- **Task description**
Give back only the lines from the one with "Where can you see the olive" through the last line of the data, exactly as they appear.

- **Records for processing**
·····

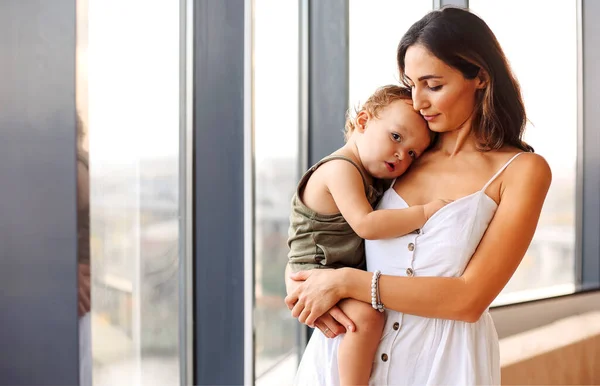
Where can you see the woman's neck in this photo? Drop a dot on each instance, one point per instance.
(461, 140)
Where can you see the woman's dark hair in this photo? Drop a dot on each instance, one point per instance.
(463, 41)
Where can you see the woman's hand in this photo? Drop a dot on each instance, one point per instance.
(318, 293)
(333, 321)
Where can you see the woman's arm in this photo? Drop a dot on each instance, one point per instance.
(334, 322)
(464, 298)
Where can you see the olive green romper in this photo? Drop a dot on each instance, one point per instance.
(325, 240)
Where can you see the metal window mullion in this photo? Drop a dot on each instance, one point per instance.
(589, 145)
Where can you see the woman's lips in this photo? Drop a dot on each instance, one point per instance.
(430, 118)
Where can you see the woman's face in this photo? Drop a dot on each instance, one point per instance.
(443, 96)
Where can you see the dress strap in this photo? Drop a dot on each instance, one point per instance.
(500, 171)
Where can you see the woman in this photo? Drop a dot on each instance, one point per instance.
(438, 282)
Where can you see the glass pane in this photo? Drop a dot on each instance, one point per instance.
(542, 49)
(376, 28)
(131, 114)
(276, 133)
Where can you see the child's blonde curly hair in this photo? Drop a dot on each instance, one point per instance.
(381, 98)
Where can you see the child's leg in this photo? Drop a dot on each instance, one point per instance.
(357, 350)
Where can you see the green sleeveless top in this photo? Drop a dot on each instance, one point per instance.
(325, 241)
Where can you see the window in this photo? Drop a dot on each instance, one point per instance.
(542, 50)
(375, 31)
(276, 136)
(128, 101)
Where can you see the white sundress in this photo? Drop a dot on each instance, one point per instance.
(415, 350)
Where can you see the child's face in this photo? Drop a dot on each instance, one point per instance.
(389, 143)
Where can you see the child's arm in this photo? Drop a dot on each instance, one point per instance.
(345, 185)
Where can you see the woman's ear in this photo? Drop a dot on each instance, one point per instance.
(483, 79)
(361, 120)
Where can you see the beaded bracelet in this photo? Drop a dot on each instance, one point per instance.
(375, 299)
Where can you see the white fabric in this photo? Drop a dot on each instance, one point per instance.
(423, 351)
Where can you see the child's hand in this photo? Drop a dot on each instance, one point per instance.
(433, 206)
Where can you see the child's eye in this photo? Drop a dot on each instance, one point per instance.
(396, 137)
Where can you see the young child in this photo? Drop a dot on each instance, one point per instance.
(332, 210)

·····

- **Final result**
Where can you see the olive green romper in this photo? Drop a dot on each instance, one point per instance.
(325, 240)
Where can you see the metal window mullion in this photo? Drop a dot on each instance, one point per instance.
(589, 145)
Where can you see the woman's lips in this photo? Drop a dot on each instance, one point per instance.
(430, 118)
Where can you see the woman's face in this photo? Drop a dot on each instance, one point per instance.
(443, 96)
Where can you see the dress strap in this photo? Drop a dot on each instance, one point per instance.
(500, 171)
Where can you see the woman in this photo? Drop a dot on each instance, one point per instance.
(438, 282)
Where can you see the glass pane in this photo? Drop a dot on each instance, one point per instance.
(542, 49)
(376, 28)
(131, 114)
(276, 133)
Where can you see the child's blonde curly hair in this photo? Drop a dot on each instance, one point per instance.
(381, 98)
Where can you see the child's leg in this photo? Drop a dot on each instance, one point per instance.
(357, 350)
Where can you see the green sleeveless top in this photo? Drop a dot on each instance, one point per instance.
(325, 241)
Where can you see the window in this photo? Drop a dot on each instance, one point per instance.
(542, 50)
(375, 31)
(276, 136)
(128, 101)
Where can you see the white sundress in this photo? Drop a dot on each instance, one point per instance.
(415, 350)
Where can you see the child's face in this photo? Drop a dot on each instance, one point per instance.
(389, 143)
Where can you see the child's arm in this photo? Drop a dot on each instance, one point per instance.
(345, 185)
Where can you see the woman's ear in this photo? Drop a dot on each instance, one point per instance.
(483, 79)
(361, 120)
Where can you see the beaded bracelet in this photo? Drop a dot on each instance, one point per instance.
(375, 299)
Where can you see the white fabric in this photo? Drop a dot on each instance, one point per instance.
(423, 351)
Where can you see the child's hand in this photo? Drop a dot on each instance, one point per instance.
(433, 206)
Where can you see the child's eye in this photo? Drop a dot on each instance, one point per instance.
(396, 137)
Where can you see the young child in this photo? Drop a dot on each instance, one point per instance.
(332, 210)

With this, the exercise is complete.